(THE RECORDS begins)

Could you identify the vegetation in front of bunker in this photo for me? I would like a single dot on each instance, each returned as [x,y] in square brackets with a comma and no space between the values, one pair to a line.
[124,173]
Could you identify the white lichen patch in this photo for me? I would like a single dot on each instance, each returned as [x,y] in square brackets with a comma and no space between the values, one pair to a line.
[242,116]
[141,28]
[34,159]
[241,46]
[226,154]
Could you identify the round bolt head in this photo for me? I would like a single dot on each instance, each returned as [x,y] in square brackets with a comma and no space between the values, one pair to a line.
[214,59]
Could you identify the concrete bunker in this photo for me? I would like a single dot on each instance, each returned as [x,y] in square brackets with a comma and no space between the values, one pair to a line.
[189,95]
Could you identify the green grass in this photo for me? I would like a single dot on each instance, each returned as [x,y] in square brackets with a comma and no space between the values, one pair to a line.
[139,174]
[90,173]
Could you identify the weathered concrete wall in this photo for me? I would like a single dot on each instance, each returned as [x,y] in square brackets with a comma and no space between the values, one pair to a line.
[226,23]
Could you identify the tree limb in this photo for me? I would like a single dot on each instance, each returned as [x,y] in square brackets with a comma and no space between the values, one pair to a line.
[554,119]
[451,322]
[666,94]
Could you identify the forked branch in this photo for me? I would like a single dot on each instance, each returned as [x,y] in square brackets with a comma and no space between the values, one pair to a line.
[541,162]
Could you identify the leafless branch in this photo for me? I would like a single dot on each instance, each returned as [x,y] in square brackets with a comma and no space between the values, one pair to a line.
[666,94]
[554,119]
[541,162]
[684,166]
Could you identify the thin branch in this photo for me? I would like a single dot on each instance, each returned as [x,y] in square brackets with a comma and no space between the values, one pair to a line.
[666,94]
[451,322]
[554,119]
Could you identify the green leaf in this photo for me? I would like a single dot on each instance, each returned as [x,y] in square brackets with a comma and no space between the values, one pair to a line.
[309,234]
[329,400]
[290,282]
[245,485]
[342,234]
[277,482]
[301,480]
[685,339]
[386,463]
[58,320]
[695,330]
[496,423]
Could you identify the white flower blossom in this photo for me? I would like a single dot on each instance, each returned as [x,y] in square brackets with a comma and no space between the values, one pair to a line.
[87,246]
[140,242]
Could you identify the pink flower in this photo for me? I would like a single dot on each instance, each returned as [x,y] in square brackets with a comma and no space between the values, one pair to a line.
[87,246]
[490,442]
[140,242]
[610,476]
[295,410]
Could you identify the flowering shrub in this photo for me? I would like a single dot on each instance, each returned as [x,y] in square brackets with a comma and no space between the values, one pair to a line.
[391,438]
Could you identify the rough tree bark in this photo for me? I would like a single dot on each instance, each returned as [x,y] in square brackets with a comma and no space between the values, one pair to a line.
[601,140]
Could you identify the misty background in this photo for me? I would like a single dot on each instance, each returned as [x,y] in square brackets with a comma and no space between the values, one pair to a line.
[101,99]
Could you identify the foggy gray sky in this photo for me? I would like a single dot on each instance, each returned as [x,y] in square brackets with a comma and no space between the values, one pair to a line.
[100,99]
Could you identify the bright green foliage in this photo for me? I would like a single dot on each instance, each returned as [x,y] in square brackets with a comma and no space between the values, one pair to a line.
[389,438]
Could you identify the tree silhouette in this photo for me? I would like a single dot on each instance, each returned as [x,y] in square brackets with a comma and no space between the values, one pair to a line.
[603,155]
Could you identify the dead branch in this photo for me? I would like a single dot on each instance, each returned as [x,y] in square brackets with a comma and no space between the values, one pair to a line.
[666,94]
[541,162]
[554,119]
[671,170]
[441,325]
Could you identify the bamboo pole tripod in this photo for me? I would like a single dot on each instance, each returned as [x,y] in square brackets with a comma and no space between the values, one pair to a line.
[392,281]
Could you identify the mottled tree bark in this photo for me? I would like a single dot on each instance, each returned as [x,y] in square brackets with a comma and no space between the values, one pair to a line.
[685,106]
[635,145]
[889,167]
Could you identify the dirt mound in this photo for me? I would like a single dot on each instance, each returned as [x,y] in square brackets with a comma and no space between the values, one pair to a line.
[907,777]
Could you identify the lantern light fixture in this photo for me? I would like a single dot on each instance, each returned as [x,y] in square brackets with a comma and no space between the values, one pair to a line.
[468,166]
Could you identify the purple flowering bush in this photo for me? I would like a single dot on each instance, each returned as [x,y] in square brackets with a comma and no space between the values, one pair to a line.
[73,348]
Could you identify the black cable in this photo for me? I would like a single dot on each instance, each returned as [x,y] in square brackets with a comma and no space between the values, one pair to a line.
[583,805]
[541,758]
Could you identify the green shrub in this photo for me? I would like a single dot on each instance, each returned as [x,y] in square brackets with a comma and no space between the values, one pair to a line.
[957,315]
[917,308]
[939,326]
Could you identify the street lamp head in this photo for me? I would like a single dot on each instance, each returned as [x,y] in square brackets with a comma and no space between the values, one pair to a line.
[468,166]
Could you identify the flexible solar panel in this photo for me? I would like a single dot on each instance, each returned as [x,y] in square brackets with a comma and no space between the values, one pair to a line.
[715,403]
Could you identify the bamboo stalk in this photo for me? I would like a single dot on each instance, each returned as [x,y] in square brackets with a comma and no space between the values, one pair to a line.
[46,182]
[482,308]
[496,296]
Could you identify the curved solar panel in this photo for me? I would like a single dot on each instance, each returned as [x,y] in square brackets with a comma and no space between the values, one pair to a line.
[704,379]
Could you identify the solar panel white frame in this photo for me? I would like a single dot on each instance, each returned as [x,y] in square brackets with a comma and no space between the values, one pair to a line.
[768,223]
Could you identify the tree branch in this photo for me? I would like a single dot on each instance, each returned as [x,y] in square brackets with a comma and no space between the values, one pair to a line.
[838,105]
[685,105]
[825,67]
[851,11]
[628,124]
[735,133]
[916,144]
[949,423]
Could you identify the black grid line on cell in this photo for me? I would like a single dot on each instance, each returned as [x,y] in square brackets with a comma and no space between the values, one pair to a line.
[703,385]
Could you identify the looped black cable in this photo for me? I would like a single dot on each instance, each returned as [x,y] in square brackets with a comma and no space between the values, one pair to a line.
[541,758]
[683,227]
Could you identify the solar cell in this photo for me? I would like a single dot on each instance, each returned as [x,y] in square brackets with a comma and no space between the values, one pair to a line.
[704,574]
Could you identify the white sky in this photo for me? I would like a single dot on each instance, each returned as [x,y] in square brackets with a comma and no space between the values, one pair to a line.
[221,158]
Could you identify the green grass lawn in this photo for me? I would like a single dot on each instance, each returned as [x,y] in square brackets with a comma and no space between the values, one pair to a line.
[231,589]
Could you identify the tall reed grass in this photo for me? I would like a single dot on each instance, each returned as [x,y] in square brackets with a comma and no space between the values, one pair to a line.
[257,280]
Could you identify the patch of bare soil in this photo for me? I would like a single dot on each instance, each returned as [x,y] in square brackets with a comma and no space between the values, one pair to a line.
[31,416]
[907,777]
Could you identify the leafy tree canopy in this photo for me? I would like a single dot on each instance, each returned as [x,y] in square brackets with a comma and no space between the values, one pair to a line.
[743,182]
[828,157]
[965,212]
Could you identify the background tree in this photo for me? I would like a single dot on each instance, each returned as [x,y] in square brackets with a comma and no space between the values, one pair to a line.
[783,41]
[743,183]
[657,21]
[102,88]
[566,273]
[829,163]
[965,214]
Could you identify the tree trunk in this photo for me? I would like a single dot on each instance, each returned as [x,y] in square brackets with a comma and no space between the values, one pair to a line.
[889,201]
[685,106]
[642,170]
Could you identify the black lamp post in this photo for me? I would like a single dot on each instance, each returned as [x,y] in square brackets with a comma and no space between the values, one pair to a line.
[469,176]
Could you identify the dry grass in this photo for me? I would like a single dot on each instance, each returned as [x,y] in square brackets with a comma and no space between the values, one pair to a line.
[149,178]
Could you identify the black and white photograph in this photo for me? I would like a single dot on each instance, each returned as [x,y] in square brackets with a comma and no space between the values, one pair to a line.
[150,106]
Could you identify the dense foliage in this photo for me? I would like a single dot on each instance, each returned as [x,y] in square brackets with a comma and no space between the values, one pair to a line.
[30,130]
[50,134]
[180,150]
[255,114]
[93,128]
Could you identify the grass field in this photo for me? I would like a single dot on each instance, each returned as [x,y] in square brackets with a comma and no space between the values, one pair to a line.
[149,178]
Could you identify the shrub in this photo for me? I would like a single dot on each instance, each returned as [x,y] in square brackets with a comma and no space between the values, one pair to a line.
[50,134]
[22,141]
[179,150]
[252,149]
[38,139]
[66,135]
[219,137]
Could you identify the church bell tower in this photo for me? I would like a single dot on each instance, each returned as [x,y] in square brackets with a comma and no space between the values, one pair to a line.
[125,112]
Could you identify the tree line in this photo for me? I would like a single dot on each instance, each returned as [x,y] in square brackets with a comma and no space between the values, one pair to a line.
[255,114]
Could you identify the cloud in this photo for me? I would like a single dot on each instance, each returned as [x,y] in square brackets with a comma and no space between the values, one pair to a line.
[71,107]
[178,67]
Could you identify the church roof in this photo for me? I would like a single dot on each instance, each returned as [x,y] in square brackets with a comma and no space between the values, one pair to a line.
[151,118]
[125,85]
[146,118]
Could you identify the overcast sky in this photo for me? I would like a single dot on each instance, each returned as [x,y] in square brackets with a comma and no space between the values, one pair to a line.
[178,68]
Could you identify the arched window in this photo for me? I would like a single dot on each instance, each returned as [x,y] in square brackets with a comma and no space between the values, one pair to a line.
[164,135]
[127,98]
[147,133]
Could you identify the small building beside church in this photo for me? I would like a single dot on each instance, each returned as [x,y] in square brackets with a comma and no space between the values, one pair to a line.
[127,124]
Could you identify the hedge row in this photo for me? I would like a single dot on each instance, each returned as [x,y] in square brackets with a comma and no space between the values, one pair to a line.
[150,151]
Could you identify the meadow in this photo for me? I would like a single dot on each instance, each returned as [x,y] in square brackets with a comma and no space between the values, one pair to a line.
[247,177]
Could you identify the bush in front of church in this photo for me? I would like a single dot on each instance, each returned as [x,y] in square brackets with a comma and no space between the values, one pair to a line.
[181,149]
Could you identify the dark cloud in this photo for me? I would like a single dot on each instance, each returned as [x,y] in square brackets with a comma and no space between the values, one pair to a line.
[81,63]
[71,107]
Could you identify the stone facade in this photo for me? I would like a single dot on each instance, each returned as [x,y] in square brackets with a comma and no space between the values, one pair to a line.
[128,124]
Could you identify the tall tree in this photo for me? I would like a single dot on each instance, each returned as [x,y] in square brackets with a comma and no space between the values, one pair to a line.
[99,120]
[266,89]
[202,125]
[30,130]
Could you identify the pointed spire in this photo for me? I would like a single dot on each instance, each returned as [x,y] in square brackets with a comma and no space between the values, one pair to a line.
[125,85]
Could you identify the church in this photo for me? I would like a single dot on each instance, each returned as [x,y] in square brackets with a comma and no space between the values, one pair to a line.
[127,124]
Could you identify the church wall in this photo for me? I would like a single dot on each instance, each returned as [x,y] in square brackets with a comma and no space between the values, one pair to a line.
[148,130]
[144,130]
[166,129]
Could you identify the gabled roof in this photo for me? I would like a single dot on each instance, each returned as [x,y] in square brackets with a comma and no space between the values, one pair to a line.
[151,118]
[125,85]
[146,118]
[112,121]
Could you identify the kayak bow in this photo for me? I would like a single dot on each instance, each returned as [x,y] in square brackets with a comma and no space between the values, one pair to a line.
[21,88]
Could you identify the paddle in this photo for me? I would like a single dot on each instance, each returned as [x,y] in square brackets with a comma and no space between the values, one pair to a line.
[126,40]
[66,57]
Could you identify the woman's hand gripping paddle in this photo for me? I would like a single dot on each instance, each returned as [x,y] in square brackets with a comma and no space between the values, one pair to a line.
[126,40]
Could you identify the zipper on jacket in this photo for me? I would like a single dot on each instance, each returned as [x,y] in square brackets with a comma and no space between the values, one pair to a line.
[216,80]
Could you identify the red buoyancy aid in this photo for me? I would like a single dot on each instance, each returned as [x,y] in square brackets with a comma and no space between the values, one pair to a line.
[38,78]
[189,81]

(THE RECORDS ends)

■ WHAT YOU WILL DO: Every line from the one containing "Could you identify the zipper" through the end of the data must be repeated exactly, and no other line.

■ ANSWER TO THIS EXERCISE:
Could you identify the zipper on jacket in this photo for me? I would like a single dot on each instance, each returned as [x,y] in square brackets with a comma and no space between the values, one pair to a line.
[216,80]
Could you identify the red buoyancy aid in this photo for me? I would like a single dot on each instance, each returned as [x,y] in square brackets with a comma and no space between the values, one pair to a line.
[38,78]
[189,81]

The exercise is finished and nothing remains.